Was RTL-Reporter Jan Heikrodt vor dem Wuppertaler Landgericht zu hören bekommt, ist monströs. Dort müssen sich seit heute zwei Männer und ein Jugendlicher verantworten, weil sie Frauen und Minderjährige mit der sogenannten Loverboy-Masche in die Zwangsprostitution getrieben haben sollen. "Das jüngste Opfer ist 14 Jahre alt", so Staatsanwältin Christina Laibold. Doch von Reue fehlt bei den Angeklagten jede Spur. Im Gegenteil, berichtet Heikrodt im Video.

Ein perfides System

"Loverboy"-Prozess in Wuppertal
Rechtsanwalt Andreas Trode (l) unterhält sich mit seinem Mandanten, dem 22-jährigen Angeklagten.

= Zu bearbeiten =
1. Gib aus dem Text zum Wuppertaler Loverboy-Prozess die Passage wortgetreu zurück, beginnend bei „Was RTL-Reporter Jan“ und endend bei „dem 22-jährigen Angeklagten.“.
2. Fasse im Text zum Wuppertaler Loverboy-Prozess den Absatz, der mit „Was RTL-Reporter Jan Heikrodt“ beginnt, als Stichpunktliste zusammen und behalte dabei die wesentlichen Fakten bei.
3. Setze den Text zum Wuppertaler Loverboy-Prozess nach seinem letzten Satz fort.

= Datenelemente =

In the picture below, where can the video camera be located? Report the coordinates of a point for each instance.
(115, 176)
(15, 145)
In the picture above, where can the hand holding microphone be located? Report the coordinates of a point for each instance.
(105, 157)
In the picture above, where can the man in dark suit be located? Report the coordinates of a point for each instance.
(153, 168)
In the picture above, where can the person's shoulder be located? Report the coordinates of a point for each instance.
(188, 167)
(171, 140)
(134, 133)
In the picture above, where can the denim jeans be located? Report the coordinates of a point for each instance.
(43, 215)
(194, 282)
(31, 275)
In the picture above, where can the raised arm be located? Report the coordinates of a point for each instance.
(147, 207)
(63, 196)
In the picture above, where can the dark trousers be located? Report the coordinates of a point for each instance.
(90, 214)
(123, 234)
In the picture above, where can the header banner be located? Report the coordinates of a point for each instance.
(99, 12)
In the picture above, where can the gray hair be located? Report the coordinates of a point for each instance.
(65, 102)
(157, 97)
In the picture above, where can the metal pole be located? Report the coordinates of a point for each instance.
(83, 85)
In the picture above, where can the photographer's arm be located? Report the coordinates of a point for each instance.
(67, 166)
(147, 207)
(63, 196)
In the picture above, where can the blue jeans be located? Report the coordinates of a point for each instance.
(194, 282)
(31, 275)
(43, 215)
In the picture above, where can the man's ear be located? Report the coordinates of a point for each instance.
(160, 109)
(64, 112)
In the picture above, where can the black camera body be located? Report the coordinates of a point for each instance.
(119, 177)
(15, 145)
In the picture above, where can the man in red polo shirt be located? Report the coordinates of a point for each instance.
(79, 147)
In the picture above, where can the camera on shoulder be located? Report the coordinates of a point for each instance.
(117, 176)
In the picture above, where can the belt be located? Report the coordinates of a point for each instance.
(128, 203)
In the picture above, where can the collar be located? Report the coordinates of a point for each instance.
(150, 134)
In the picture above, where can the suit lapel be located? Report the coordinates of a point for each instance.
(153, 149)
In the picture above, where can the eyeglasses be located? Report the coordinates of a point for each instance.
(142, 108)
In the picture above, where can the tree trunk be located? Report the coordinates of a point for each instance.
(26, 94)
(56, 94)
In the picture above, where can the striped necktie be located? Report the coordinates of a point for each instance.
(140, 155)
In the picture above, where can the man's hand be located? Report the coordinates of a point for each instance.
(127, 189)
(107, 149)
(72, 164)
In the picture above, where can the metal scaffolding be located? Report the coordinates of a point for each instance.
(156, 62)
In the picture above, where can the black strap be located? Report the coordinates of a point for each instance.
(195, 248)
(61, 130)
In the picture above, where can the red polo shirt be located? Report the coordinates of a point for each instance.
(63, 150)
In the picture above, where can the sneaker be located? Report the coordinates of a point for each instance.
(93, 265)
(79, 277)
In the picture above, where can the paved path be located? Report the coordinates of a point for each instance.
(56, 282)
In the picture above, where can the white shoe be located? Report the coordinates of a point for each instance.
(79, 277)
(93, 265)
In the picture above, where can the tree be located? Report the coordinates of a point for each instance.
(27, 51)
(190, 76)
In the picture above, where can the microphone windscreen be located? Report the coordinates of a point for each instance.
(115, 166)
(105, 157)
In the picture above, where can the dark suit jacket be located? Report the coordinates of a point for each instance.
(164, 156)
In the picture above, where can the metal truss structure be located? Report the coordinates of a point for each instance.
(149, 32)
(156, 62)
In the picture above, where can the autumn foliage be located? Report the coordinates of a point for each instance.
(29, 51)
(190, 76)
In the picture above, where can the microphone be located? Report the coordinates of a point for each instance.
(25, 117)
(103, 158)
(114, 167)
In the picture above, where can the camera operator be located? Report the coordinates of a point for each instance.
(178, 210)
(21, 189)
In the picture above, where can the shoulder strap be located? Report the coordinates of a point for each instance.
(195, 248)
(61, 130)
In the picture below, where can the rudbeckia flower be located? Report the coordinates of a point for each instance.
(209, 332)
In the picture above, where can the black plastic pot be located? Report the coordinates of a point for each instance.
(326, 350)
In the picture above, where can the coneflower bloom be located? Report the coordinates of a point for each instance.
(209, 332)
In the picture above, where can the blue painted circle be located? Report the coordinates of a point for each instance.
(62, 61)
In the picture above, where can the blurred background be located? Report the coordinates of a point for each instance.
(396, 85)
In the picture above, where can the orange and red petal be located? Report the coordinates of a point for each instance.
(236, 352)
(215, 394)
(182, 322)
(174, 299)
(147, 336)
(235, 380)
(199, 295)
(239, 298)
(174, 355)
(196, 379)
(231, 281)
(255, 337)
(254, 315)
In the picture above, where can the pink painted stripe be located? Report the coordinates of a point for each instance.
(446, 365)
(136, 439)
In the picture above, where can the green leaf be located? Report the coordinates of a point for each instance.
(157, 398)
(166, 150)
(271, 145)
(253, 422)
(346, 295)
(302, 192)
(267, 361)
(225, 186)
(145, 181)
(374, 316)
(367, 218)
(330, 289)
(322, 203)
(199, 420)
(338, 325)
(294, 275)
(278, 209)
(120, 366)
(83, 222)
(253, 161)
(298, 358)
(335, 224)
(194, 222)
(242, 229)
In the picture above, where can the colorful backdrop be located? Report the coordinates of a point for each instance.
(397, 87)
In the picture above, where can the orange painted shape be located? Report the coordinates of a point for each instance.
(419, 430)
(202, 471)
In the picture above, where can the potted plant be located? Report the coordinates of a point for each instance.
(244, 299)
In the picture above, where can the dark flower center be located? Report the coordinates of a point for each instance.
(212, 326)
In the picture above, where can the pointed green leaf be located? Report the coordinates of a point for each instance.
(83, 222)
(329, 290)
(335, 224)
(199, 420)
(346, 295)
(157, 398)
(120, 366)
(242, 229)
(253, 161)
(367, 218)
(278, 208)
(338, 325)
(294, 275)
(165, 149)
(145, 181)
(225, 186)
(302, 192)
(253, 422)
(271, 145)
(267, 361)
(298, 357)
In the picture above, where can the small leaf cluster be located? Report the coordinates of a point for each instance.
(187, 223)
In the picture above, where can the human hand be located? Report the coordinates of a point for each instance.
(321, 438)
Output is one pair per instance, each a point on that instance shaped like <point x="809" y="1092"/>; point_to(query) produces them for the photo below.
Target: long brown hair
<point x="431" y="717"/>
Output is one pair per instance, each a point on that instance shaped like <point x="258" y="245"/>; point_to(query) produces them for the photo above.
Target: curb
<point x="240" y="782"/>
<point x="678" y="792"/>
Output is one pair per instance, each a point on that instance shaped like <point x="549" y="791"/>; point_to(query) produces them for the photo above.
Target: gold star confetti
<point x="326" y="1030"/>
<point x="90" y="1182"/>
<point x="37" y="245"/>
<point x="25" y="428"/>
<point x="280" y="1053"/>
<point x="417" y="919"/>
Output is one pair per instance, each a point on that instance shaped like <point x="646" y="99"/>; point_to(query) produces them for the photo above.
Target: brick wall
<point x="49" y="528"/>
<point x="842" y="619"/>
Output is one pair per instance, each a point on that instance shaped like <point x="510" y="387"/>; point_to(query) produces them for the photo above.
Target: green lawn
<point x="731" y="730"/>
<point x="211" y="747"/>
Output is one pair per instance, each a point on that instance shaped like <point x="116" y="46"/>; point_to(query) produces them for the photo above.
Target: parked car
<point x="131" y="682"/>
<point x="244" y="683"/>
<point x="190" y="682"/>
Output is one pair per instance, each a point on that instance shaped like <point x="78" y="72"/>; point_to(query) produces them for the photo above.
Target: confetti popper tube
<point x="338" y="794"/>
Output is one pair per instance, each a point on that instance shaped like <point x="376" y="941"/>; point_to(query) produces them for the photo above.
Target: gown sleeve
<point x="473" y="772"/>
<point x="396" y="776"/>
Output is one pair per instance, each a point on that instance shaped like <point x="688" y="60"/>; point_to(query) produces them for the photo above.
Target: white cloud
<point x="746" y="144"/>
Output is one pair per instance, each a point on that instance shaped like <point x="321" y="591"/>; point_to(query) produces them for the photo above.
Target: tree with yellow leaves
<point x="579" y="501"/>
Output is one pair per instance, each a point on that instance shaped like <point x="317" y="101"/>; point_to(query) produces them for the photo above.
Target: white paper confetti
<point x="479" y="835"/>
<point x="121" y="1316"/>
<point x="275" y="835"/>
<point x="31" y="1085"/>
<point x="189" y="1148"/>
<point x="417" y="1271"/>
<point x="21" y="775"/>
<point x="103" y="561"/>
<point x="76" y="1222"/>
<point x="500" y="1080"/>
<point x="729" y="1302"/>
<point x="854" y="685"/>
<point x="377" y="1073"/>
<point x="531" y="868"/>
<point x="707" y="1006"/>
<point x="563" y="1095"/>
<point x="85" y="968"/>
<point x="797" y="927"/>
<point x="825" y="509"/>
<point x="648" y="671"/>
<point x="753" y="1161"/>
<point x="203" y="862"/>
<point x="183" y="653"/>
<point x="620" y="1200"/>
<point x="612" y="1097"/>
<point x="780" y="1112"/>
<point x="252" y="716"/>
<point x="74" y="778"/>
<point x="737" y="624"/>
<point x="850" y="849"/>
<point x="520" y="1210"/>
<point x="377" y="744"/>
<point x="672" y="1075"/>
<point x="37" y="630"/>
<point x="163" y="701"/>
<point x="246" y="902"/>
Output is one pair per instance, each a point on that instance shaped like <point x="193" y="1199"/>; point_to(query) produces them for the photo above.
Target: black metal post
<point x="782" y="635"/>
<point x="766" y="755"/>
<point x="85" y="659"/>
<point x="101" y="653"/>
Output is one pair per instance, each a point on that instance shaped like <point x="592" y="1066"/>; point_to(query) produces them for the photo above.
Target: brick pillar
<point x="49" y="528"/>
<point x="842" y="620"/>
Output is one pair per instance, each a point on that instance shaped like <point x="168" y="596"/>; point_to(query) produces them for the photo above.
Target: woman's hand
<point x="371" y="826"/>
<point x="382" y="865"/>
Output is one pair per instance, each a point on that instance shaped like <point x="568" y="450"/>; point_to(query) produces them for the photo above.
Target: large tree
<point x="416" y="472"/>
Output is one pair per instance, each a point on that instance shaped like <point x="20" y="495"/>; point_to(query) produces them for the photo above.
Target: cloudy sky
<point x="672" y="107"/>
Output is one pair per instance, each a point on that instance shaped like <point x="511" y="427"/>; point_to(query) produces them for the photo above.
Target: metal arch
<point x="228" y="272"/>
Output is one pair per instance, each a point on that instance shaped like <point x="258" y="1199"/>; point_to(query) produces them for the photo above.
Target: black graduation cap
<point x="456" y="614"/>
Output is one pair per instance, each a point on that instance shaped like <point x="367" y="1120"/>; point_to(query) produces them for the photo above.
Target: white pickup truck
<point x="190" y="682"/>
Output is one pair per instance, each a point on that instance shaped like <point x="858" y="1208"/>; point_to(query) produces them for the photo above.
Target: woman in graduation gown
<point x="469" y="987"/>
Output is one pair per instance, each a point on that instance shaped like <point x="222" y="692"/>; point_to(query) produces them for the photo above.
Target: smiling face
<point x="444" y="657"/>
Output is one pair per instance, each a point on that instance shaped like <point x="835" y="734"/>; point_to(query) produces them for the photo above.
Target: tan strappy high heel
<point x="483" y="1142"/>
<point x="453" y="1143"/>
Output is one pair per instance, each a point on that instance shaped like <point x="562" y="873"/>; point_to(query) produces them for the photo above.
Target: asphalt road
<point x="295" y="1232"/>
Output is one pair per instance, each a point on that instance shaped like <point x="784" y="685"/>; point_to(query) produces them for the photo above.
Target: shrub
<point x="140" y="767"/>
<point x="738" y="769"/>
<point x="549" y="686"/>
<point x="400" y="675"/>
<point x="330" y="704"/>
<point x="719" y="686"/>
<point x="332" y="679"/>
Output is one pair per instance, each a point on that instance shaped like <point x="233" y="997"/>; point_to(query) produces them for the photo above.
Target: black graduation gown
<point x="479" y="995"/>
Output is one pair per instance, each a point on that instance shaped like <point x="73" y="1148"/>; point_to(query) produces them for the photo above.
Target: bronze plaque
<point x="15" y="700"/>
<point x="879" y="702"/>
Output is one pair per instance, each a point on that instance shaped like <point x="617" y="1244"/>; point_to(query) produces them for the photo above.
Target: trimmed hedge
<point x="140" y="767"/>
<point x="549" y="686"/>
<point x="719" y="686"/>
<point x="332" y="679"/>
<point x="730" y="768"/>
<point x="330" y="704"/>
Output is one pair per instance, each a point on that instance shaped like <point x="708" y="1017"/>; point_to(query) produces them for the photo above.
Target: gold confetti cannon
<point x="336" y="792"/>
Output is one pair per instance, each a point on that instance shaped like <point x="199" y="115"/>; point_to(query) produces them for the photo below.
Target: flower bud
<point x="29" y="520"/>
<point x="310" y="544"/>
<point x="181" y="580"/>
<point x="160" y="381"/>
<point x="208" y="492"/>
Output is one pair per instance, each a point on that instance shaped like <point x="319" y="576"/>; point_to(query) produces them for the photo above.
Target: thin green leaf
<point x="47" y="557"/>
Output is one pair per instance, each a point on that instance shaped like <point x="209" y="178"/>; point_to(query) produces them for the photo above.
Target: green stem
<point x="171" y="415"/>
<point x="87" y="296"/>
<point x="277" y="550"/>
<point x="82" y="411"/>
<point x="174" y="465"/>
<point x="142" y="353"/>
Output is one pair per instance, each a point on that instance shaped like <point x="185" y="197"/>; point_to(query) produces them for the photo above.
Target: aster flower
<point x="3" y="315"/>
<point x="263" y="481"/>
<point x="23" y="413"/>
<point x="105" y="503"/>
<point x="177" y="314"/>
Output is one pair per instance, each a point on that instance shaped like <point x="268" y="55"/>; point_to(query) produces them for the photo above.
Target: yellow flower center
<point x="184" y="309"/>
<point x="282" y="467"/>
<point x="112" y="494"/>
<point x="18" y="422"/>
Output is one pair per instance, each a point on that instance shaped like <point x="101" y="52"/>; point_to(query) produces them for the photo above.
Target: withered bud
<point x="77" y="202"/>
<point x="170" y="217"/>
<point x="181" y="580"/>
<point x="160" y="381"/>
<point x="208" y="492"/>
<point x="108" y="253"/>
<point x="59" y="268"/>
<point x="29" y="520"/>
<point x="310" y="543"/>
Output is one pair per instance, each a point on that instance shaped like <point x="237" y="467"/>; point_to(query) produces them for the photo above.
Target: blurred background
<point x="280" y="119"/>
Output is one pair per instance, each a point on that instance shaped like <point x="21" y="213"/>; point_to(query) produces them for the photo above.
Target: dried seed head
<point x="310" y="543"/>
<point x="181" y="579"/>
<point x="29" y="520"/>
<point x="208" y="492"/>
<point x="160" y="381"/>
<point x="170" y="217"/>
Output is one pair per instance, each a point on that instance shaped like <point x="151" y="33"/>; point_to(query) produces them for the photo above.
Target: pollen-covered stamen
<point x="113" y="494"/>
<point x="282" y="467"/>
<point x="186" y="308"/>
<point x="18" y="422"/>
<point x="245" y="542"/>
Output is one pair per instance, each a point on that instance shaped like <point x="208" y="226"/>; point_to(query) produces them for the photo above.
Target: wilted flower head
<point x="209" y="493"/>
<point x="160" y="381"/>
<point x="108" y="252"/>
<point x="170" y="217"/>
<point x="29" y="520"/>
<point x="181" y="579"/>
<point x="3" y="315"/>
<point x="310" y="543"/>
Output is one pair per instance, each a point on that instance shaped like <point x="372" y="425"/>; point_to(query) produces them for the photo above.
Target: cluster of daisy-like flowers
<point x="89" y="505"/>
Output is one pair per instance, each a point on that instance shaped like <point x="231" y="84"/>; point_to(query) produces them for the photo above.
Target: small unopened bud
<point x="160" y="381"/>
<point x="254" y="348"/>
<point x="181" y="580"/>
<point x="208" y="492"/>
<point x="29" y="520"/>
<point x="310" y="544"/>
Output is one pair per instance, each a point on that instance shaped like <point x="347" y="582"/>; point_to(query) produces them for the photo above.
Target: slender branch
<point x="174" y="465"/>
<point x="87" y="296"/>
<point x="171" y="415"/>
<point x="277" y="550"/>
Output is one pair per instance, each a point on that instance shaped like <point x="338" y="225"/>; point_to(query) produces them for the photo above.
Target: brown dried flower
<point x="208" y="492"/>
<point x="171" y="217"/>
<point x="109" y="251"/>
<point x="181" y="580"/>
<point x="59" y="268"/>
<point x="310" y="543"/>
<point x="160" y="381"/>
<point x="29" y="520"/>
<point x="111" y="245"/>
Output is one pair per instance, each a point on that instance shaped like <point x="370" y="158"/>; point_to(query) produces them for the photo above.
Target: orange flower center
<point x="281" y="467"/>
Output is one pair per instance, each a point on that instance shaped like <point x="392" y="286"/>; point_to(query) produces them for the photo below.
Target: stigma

= Lösungen der Aufgaben =
1.
Was RTL-Reporter Jan Heikrodt vor dem Wuppertaler Landgericht zu hören bekommt, ist monströs. Dort müssen sich seit heute zwei Männer und ein Jugendlicher verantworten, weil sie Frauen und Minderjährige mit der sogenannten Loverboy-Masche in die Zwangsprostitution getrieben haben sollen. "Das jüngste Opfer ist 14 Jahre alt", so Staatsanwältin Christina Laibold. Doch von Reue fehlt bei den Angeklagten jede Spur. Im Gegenteil, berichtet Heikrodt im Video.

Ein perfides System

"Loverboy"-Prozess in Wuppertal
Rechtsanwalt Andreas Trode (l) unterhält sich mit seinem Mandanten, dem 22-jährigen Angeklagten.

2.
- Angeklagt vor dem Wuppertaler Landgericht: seit heute zwei Männer und ein Jugendlicher
- Vorwurf: Frauen und Minderjährige mit der sogenannten Loverboy-Masche in die Zwangsprostitution getrieben
- Jüngstes Opfer laut Staatsanwältin Christina Laibold: 14 Jahre
- Keine Reue bei den Angeklagten, im Gegenteil (Bericht von RTL-Reporter Jan Heikrodt im Video)

3.
dy, dpa, David Young

Zuhälterei, gewerbsmäßige Zwangsprostitution, gefährliche Körperverletzung und schwerer Raub in mehreren Fällen: Die Liste der Vorwürfe gegen einen 22-Jährigen, einen 31-Jährigen und einen 17-jährigen Komplizen ist lang. Die beiden Hauptangeklagten mit türkischer und deutscher Staatsbürgerschaft sollen seit Juli 2017 insgesamt sieben Frauen im Alter von 14 bis 22 Jahren wahre Liebe vorgegaukelt und sie damit zur Prostitution bewegt haben. "Für jede Frau war einer der Angeklagten die Bezugsperson, mit der er eine vermeintliche Beziehung führte und falsche Gefühle vorspiegelte", sagte Laibold. Der Jugendliche mazedonischer Herkunft diente als Lockvogel, für ihn gilt das Jugendstrafrecht.

"Werde dich erschießen, wenn du nicht weiter arbeitest"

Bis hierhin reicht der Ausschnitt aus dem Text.